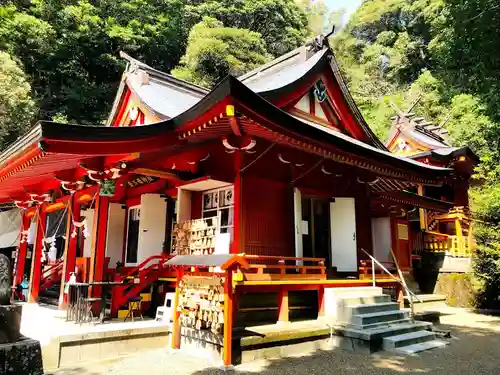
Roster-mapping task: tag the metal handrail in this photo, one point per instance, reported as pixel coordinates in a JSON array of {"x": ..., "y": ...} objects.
[{"x": 409, "y": 293}]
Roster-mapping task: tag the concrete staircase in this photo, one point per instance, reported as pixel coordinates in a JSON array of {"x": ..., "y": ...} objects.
[{"x": 373, "y": 322}]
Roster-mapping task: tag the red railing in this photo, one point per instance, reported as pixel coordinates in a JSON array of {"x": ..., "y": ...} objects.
[
  {"x": 51, "y": 275},
  {"x": 136, "y": 279},
  {"x": 265, "y": 267}
]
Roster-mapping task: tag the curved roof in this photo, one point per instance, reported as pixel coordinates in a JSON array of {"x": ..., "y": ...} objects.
[
  {"x": 55, "y": 144},
  {"x": 167, "y": 96}
]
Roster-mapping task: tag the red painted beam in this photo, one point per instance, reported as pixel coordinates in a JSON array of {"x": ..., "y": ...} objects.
[
  {"x": 104, "y": 148},
  {"x": 36, "y": 256},
  {"x": 23, "y": 249},
  {"x": 321, "y": 301},
  {"x": 176, "y": 325},
  {"x": 283, "y": 310},
  {"x": 69, "y": 262},
  {"x": 228, "y": 318}
]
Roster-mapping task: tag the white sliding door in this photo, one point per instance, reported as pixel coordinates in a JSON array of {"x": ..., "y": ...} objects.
[
  {"x": 343, "y": 235},
  {"x": 381, "y": 238}
]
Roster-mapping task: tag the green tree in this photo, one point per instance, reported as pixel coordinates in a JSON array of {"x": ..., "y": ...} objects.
[
  {"x": 69, "y": 49},
  {"x": 214, "y": 51},
  {"x": 281, "y": 23},
  {"x": 16, "y": 105}
]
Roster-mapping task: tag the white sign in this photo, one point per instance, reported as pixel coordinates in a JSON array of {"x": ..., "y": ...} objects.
[{"x": 305, "y": 227}]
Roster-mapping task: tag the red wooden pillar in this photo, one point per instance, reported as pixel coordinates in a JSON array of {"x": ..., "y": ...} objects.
[
  {"x": 23, "y": 248},
  {"x": 98, "y": 251},
  {"x": 36, "y": 256},
  {"x": 237, "y": 244},
  {"x": 283, "y": 310},
  {"x": 69, "y": 262},
  {"x": 400, "y": 295},
  {"x": 176, "y": 328},
  {"x": 321, "y": 301},
  {"x": 228, "y": 318}
]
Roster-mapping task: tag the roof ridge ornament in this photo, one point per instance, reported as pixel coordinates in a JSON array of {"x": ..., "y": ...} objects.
[{"x": 321, "y": 41}]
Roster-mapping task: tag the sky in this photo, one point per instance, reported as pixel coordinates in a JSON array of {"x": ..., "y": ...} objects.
[{"x": 349, "y": 5}]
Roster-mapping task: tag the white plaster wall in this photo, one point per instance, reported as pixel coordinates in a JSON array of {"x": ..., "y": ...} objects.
[
  {"x": 10, "y": 228},
  {"x": 183, "y": 205},
  {"x": 151, "y": 226},
  {"x": 87, "y": 243},
  {"x": 114, "y": 236},
  {"x": 381, "y": 238}
]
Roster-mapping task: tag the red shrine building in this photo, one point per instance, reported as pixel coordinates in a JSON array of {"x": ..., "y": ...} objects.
[{"x": 276, "y": 169}]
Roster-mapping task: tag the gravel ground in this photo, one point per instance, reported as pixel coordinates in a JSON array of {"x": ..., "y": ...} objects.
[{"x": 474, "y": 349}]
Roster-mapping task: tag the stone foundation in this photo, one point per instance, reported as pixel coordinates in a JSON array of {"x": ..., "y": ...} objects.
[{"x": 22, "y": 357}]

### Do this
Copy all of the data above with "in this photo" changed to "in this image" wherever it occurs, keeping everything else the same. Leave out the pictures.

### Task output
Roster-mapping task: tag the metal handrail in this image, one point per instance, reported as pixel coordinates in a JSON array of {"x": ..., "y": ...} objects.
[{"x": 409, "y": 293}]
Roster-mapping task: tag the concrete staircase in this image, one point per instance, reported as pixel coordinates in a JSON array of {"x": ..., "y": ...} objects.
[{"x": 373, "y": 322}]
Roster-mapping task: tag the red railing in this image, one point per instance, reported as pixel coordinates in a JSON array of {"x": ..., "y": ...} objects.
[
  {"x": 51, "y": 275},
  {"x": 136, "y": 279},
  {"x": 265, "y": 267}
]
Roster-mapping task: tag the curved roof in this image, one point per instance, reported as pixel coordinates in a JSON array of {"x": ..., "y": ...} objects.
[
  {"x": 55, "y": 144},
  {"x": 167, "y": 96}
]
Roster-mapping task: tag the red painted beam in this image, one point per instance, reported as pixel coordinates in a JSON array of {"x": ..., "y": ...} objects.
[
  {"x": 104, "y": 148},
  {"x": 36, "y": 256},
  {"x": 23, "y": 249},
  {"x": 321, "y": 301},
  {"x": 176, "y": 325},
  {"x": 283, "y": 310},
  {"x": 69, "y": 262},
  {"x": 228, "y": 318}
]
Roster-mapping task: tag the white sliding door in this image, one point per instance, reported as pixel coordinates in a JSON array of {"x": ..., "y": ...} objects.
[
  {"x": 343, "y": 235},
  {"x": 381, "y": 238}
]
Roster-mapping task: tag the green tree in this image, one point per instance, reported as pixel coordinates in a JSON array of {"x": ..., "y": ...} objects.
[
  {"x": 69, "y": 49},
  {"x": 214, "y": 51},
  {"x": 281, "y": 23},
  {"x": 16, "y": 105}
]
Roster-mapping task: tag the white sign in this image, one point per instance, reported as pixel coordinates in a JSON array of {"x": ..., "y": ...} objects.
[{"x": 305, "y": 227}]
Roster-mapping task: tag the red wooden pillar in this image, one point per instance, reported as pixel coordinates in a JSON array of {"x": ..., "y": ...} objects.
[
  {"x": 23, "y": 248},
  {"x": 98, "y": 251},
  {"x": 36, "y": 256},
  {"x": 237, "y": 244},
  {"x": 283, "y": 310},
  {"x": 69, "y": 262},
  {"x": 400, "y": 295},
  {"x": 176, "y": 328},
  {"x": 321, "y": 301},
  {"x": 228, "y": 318}
]
Roster-mapping task: tag the roof ridge ornament in this image, one point per instance, reported as pixel coordinates in a JSON array of {"x": ..., "y": ...} objects.
[{"x": 321, "y": 41}]
Roster-mapping task: tag the sky in this image, one point per instance, reported as pixel coordinates in a JSON array of {"x": ..., "y": ...} objects.
[{"x": 349, "y": 5}]
Roster-mapping task: tag the white plaster wall in this image, one point per instance, reported as pixel coordinates in a JSON array of {"x": ..., "y": ...} objects.
[
  {"x": 10, "y": 228},
  {"x": 183, "y": 205},
  {"x": 151, "y": 226},
  {"x": 87, "y": 243},
  {"x": 114, "y": 236},
  {"x": 381, "y": 238}
]
Roster-mapping task: tag the red shrine building in this image, one point per instance, reported as pixel coordinates in a JSON array of {"x": ..., "y": ...} objects.
[{"x": 276, "y": 169}]
Roster-mapping task: tag the gravel ground in this image, one point per instance, reported as pixel coordinates in a JSON array of {"x": ..., "y": ...} objects.
[{"x": 474, "y": 349}]
Roster-mapping task: tag the stone foundation in this image, one point per instance, reported as pixel coordinates in a JSON array of {"x": ..., "y": ...} objects.
[{"x": 22, "y": 357}]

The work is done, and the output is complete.